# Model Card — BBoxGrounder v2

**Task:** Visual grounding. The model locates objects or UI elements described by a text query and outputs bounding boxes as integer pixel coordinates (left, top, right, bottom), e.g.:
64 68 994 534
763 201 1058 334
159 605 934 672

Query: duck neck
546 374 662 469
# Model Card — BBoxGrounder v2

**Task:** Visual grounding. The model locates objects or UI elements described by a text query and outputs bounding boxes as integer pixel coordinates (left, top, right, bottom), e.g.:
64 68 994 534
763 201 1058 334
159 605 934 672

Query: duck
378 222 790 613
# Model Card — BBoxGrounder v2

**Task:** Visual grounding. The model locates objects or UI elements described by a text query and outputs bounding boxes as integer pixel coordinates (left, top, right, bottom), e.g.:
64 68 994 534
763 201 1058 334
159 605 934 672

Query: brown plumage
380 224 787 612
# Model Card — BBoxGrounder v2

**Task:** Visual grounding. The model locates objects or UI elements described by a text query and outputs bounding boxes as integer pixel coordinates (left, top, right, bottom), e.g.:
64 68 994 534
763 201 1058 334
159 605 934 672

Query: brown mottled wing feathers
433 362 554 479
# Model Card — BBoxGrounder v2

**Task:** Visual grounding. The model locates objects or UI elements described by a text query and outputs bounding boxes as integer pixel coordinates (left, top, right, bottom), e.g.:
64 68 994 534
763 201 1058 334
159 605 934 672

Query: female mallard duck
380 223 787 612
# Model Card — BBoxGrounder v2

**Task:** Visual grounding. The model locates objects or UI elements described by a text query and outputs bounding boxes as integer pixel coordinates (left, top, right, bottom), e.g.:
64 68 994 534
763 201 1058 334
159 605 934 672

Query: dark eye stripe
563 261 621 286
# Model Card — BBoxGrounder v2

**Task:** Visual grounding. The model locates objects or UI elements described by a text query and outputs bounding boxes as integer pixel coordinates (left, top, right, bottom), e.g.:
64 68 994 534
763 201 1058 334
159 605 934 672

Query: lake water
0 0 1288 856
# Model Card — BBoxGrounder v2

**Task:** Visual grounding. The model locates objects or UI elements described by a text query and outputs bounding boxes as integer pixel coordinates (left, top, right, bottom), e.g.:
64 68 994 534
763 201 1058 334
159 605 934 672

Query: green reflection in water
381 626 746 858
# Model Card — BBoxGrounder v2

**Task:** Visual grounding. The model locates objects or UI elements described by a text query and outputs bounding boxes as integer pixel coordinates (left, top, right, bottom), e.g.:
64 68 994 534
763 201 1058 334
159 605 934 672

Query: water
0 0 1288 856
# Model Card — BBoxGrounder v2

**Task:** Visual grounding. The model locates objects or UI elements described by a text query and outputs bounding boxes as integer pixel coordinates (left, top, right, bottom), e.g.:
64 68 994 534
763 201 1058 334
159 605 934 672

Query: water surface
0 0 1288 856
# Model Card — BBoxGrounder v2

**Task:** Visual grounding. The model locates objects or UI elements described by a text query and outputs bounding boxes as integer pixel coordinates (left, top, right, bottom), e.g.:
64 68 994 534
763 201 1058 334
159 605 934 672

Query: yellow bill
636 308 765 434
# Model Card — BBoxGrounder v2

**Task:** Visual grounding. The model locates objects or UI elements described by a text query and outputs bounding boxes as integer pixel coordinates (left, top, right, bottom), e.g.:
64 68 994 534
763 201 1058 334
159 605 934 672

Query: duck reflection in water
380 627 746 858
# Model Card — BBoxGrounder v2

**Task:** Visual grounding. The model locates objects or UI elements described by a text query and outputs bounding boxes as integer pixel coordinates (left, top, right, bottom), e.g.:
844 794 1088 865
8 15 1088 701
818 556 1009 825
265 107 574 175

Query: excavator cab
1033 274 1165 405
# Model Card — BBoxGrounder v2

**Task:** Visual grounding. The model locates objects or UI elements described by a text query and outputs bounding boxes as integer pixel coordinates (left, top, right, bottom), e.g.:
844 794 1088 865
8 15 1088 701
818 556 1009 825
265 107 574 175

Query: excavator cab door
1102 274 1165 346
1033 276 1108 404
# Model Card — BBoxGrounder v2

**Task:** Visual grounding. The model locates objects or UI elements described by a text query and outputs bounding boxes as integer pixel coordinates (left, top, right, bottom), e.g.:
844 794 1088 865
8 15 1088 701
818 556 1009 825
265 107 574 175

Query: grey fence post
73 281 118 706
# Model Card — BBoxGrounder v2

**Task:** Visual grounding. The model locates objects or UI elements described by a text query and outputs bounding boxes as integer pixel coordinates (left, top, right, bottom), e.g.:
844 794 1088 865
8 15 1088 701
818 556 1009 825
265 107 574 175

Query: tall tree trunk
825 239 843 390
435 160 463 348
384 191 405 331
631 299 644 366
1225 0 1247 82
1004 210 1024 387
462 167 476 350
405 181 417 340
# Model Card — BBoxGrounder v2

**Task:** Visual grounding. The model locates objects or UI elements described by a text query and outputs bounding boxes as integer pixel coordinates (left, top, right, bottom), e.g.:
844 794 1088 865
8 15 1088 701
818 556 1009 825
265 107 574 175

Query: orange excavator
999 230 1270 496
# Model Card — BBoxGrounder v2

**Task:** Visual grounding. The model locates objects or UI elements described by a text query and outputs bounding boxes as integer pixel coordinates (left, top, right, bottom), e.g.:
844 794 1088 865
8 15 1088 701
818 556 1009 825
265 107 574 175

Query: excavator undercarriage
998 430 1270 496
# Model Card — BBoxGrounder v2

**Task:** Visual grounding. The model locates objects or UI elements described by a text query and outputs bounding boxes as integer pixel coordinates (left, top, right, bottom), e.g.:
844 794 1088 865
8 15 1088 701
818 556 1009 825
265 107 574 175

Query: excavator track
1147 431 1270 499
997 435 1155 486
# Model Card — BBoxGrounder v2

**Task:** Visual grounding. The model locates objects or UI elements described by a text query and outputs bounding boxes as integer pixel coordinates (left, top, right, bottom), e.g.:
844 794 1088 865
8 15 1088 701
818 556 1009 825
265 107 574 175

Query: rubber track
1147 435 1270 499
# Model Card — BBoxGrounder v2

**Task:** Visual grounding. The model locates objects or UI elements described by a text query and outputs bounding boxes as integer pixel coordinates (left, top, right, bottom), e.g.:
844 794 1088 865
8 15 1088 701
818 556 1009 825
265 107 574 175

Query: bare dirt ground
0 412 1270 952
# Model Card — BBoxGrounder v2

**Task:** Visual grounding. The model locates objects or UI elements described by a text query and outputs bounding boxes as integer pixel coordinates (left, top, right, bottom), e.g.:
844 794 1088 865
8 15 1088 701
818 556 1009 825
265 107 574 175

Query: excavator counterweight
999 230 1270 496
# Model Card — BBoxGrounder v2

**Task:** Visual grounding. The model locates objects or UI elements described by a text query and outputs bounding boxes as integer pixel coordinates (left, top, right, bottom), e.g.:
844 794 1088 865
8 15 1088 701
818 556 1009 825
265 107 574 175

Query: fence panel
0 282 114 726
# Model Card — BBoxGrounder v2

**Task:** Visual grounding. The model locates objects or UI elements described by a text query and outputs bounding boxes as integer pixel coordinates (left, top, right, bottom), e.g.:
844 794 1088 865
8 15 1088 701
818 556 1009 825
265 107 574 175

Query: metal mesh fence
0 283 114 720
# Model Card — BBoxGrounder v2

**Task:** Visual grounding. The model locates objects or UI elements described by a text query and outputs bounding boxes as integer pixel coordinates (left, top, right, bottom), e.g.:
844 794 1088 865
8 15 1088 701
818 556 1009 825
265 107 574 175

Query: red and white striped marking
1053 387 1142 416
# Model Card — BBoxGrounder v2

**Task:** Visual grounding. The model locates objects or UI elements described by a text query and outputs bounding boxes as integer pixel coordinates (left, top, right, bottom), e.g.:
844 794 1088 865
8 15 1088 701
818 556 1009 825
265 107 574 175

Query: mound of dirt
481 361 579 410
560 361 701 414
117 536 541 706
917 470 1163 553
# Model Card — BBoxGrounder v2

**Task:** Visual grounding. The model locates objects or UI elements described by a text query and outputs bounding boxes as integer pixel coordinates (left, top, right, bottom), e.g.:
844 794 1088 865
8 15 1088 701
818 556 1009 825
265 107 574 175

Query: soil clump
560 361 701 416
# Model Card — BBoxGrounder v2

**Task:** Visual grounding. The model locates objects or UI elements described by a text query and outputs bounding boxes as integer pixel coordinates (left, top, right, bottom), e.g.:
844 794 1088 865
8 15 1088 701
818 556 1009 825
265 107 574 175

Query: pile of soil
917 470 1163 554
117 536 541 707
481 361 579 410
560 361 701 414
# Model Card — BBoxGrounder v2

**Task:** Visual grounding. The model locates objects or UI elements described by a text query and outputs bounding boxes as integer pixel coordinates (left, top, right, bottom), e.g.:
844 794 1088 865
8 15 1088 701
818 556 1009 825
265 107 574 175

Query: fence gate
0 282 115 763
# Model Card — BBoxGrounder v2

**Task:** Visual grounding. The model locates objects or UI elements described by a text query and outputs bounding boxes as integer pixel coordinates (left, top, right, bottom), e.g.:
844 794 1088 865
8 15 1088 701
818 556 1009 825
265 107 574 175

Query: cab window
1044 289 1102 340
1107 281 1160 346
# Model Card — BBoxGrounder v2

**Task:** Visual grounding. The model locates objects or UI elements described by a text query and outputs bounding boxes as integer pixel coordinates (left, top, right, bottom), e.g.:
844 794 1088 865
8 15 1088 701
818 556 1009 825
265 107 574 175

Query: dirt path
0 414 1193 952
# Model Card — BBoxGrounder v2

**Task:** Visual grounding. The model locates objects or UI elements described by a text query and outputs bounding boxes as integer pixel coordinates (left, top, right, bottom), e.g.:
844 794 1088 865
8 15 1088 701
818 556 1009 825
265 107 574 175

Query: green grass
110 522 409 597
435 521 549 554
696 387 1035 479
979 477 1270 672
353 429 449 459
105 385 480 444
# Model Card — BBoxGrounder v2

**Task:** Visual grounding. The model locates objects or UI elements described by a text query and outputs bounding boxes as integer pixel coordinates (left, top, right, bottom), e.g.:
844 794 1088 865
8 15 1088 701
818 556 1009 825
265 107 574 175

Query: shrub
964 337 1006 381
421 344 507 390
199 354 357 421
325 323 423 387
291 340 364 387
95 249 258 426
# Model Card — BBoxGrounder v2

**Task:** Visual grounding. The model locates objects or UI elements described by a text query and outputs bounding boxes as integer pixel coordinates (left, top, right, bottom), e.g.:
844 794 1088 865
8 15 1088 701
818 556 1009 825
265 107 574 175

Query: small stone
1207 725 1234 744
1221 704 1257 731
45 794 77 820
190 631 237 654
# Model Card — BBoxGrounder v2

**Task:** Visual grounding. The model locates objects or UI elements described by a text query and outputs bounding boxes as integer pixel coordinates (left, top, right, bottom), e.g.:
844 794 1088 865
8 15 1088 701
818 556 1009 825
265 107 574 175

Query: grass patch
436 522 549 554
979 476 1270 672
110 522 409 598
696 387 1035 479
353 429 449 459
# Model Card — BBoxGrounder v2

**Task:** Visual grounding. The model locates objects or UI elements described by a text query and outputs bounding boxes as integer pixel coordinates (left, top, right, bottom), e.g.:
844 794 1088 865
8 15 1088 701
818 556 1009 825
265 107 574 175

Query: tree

========================================

| Set exercise |
Copy the records word for word, from the very start down to the line that contains "380 224 787 612", both ends included.

| Response to the exercise |
# Model Card — BBoxGrounder v2

**Task:** Visual grounding. The model locates objects or UI elements described by a text query and outputs bounding boxes as integer pixel coordinates (left, top, right, bottom), e.g.:
64 68 994 534
763 201 1058 334
159 605 934 672

Query: duck neck
546 374 662 469
# Model Card — BBoxGrounder v2

**Task:** Visual grounding. The model locates objects or UI elements described by a text query and outputs bounding boxes as integer pixel coordinates (left, top, right, bottom), e.g.:
64 68 994 534
763 201 1058 334
159 605 934 672

Query: duck
378 222 790 613
# Model Card — BBoxGrounder v2

**Task:** Visual grounding. The model locates objects or UI elements described by a text query and outputs bounding boxes as integer pixel coordinates (left, top, right, bottom), e.g.:
64 68 994 534
763 201 1058 334
159 605 934 672

Query: brown plumage
380 224 787 612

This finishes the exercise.